§ THE PROBLEM: Look for the word "streak" in the data below, and copy every line that holds it.
GIVEN INFORMATION START
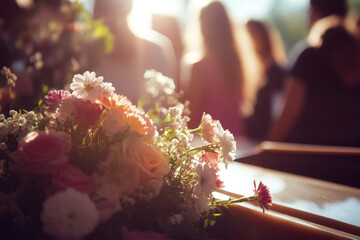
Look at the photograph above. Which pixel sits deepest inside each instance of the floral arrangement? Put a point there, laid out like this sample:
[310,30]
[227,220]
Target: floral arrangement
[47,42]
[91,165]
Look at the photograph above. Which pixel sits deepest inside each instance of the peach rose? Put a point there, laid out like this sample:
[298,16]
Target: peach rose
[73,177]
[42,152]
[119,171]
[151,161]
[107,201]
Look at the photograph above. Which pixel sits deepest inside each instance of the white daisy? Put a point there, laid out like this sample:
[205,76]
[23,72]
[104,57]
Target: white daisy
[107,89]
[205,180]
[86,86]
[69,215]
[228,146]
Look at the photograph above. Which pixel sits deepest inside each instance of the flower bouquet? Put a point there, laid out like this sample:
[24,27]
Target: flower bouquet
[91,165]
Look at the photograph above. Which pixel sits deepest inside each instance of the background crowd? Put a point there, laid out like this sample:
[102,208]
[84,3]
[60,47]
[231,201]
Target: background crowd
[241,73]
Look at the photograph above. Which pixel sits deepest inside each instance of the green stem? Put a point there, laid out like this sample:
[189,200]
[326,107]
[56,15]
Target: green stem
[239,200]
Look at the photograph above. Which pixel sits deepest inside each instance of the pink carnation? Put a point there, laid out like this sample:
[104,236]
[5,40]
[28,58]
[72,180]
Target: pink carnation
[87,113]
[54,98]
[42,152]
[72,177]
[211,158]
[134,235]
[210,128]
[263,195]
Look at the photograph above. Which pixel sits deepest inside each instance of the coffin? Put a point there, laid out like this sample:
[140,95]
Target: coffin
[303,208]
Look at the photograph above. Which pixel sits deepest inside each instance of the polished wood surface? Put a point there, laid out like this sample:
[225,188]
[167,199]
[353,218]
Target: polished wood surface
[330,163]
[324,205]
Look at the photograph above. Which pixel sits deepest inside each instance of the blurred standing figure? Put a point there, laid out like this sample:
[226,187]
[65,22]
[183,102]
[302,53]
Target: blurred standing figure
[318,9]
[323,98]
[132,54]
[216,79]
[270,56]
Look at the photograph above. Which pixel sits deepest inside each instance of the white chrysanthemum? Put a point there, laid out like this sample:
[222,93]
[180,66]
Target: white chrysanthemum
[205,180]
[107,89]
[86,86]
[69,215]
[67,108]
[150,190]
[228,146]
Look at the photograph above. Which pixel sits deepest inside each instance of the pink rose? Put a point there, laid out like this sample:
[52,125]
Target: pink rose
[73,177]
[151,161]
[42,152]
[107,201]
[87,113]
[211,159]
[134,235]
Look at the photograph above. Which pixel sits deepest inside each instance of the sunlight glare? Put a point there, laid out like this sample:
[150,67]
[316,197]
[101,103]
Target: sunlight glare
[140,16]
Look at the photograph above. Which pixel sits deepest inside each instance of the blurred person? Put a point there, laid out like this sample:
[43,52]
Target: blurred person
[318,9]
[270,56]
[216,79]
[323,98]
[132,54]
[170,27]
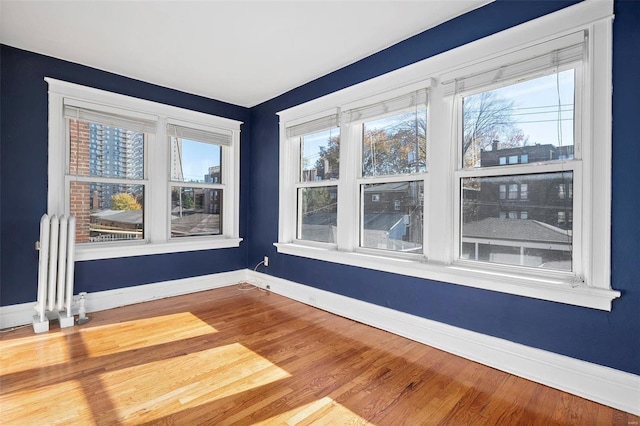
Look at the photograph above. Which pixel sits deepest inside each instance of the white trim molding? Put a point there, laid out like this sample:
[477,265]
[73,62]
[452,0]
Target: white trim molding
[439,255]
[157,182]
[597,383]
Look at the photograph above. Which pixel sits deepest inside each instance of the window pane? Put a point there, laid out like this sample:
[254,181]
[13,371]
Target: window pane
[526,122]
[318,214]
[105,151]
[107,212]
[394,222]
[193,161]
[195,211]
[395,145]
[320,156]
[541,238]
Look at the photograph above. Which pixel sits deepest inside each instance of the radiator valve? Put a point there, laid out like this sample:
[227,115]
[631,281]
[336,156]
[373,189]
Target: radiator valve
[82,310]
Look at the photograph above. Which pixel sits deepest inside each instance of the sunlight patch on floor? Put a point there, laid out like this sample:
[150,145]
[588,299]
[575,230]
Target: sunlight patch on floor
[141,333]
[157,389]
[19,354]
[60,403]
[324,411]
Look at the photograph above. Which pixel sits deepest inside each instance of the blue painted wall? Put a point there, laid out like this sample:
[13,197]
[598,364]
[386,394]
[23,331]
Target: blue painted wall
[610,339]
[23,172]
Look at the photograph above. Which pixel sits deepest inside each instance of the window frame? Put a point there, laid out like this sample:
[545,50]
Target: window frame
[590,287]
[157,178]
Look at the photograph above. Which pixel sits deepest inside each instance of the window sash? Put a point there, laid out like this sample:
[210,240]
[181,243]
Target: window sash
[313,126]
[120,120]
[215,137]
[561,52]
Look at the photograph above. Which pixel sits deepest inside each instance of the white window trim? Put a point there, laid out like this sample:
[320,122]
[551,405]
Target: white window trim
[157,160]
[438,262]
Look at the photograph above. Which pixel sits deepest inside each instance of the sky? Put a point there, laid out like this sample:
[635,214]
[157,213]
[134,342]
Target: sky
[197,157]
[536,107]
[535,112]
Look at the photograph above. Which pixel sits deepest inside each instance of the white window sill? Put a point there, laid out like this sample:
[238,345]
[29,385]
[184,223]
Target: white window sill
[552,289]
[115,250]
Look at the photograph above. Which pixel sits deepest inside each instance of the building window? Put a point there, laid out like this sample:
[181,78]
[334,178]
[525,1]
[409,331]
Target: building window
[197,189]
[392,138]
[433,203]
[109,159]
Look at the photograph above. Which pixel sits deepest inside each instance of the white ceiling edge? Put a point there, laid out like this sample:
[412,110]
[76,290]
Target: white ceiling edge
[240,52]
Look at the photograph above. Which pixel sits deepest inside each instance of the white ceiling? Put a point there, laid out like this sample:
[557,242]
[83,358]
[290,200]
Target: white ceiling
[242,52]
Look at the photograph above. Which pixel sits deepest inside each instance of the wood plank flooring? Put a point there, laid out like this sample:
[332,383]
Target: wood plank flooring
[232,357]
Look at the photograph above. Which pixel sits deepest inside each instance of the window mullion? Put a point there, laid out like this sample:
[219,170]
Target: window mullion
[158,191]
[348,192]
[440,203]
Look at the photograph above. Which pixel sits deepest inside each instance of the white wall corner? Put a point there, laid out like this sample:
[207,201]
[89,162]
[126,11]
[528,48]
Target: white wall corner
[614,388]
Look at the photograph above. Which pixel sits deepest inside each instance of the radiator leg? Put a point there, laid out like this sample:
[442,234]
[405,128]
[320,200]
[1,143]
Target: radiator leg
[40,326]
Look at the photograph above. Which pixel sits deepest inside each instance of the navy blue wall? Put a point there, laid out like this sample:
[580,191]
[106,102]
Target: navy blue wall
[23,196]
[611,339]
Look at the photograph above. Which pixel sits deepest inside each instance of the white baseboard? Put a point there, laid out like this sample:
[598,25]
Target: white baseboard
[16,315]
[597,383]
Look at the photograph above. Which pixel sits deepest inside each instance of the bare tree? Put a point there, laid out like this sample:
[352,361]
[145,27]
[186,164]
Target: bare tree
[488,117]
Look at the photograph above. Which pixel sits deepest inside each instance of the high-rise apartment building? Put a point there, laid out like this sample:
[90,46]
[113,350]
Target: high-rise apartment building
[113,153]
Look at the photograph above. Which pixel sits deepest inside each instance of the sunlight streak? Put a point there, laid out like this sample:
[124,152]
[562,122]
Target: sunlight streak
GIVEN INFORMATION END
§ RESPONSE TO THE TASK:
Look at the photograph above. Which pixel sits deepest inside each instance of the sunlight streak? Put a point there, laid out like this sample:
Target: sunlight streak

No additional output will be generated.